--- Written instruction ---
Starting at the line with "Tag the glass" and ending with the line with "[[402, 697]]", write those lines out again with "glass bowl" changed to "mixing bowl" and nothing else altered.

--- Dataset records ---

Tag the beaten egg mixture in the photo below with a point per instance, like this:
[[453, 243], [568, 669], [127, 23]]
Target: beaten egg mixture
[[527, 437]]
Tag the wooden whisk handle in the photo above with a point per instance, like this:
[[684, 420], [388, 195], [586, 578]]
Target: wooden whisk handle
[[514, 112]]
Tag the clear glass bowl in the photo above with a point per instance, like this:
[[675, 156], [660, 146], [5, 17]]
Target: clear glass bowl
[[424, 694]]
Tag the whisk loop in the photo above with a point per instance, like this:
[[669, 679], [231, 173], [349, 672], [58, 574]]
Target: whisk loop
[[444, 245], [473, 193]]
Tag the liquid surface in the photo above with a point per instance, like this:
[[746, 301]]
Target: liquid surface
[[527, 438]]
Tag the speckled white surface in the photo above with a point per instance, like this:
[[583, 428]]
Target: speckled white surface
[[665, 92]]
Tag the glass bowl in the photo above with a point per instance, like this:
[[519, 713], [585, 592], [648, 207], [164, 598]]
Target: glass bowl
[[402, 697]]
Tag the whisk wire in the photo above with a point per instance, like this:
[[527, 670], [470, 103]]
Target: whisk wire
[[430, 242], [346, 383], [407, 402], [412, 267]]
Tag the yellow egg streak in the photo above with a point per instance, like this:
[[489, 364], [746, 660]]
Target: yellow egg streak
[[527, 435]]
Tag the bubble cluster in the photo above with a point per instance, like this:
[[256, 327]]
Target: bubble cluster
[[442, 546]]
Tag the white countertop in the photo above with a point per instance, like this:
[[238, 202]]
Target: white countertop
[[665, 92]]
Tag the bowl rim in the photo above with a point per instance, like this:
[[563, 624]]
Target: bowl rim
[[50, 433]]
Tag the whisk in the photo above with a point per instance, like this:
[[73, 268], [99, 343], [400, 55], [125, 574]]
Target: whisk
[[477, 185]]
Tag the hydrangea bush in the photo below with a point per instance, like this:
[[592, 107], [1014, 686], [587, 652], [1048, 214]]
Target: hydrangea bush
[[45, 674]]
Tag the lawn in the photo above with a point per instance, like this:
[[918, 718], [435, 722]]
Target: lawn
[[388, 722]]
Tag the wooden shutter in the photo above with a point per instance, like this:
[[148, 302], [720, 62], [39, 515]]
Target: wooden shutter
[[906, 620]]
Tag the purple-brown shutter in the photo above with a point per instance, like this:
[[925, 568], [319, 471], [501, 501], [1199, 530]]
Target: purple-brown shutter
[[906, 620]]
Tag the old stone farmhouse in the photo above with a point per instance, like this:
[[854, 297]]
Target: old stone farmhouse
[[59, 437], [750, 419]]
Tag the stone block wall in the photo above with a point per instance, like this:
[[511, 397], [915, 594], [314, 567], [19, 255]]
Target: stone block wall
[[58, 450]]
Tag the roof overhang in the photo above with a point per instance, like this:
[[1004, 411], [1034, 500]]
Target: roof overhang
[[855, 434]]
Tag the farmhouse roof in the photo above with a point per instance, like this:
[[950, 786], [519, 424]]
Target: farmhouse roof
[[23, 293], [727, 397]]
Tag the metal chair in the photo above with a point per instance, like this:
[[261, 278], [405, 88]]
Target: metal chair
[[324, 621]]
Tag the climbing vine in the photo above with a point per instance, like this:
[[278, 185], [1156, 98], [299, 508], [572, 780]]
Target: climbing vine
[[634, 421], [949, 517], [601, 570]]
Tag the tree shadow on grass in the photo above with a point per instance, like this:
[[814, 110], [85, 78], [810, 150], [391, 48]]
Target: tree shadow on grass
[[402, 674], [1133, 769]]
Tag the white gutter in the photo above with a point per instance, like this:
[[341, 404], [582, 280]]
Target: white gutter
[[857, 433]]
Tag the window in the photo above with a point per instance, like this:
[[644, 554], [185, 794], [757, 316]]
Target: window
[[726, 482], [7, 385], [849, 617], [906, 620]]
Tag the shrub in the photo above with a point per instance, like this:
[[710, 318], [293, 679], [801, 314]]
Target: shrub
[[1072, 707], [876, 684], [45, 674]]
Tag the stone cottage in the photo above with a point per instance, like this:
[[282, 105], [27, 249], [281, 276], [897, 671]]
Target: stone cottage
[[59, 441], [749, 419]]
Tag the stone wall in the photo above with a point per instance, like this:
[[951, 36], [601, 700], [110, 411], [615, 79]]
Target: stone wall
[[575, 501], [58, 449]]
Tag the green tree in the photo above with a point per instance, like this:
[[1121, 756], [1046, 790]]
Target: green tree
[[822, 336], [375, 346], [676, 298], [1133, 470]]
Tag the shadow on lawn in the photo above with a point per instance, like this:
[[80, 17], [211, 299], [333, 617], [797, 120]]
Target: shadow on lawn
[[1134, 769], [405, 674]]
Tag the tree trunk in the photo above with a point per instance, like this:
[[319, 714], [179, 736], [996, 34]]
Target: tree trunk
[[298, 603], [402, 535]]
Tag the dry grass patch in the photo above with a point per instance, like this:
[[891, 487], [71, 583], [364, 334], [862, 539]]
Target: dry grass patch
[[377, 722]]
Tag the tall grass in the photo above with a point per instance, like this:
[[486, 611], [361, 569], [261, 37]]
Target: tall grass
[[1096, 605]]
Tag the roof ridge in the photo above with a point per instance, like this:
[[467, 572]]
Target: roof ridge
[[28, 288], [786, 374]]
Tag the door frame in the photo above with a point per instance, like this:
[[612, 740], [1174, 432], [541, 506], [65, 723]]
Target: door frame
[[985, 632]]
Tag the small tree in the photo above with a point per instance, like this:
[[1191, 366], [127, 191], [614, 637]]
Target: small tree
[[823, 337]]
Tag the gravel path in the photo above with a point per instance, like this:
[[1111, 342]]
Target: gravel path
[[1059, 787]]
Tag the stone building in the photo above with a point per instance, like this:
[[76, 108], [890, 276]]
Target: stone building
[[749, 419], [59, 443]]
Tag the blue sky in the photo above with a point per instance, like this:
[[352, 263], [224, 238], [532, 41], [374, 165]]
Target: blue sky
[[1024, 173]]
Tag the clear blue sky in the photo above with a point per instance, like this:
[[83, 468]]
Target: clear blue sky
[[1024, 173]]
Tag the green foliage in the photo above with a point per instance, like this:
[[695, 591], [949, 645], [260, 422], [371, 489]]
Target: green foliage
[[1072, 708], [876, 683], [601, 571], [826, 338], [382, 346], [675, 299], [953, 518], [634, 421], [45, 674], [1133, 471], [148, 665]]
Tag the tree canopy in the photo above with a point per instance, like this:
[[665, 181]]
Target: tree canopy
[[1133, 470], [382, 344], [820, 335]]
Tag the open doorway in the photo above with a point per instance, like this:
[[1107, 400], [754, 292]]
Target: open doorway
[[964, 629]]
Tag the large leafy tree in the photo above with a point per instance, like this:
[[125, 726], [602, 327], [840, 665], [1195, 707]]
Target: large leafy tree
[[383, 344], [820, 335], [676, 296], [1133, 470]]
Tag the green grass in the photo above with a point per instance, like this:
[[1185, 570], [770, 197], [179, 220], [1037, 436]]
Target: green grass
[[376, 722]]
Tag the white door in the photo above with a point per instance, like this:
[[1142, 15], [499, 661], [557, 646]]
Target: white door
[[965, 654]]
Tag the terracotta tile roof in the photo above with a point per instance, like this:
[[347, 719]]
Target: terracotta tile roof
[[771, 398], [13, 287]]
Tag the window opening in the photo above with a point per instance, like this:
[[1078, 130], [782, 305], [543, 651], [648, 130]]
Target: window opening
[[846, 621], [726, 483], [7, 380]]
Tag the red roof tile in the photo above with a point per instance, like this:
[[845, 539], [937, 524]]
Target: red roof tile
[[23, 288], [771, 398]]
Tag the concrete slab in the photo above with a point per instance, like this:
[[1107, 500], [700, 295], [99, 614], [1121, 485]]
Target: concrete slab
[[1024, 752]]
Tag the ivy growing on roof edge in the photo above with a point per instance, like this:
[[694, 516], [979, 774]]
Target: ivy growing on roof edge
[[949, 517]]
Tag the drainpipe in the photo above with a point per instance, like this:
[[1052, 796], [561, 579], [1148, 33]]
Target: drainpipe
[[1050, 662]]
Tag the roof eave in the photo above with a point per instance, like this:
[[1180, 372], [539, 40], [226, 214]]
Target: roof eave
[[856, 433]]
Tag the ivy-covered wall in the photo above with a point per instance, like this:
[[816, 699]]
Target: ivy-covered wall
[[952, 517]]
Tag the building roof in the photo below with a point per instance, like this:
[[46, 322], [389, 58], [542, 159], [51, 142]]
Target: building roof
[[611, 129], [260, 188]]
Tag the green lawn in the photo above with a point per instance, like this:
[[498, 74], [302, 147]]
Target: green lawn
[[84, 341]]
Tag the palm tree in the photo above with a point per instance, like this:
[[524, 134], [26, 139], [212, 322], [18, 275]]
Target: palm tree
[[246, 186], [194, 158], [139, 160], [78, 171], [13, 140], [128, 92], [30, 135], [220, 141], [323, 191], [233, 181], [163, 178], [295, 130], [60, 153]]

--- Written response ---
Tag the mixing bowl in the photo above with a point per instance, like this:
[[519, 713], [585, 592], [648, 207], [164, 598]]
Target: mixing bowl
[[402, 697]]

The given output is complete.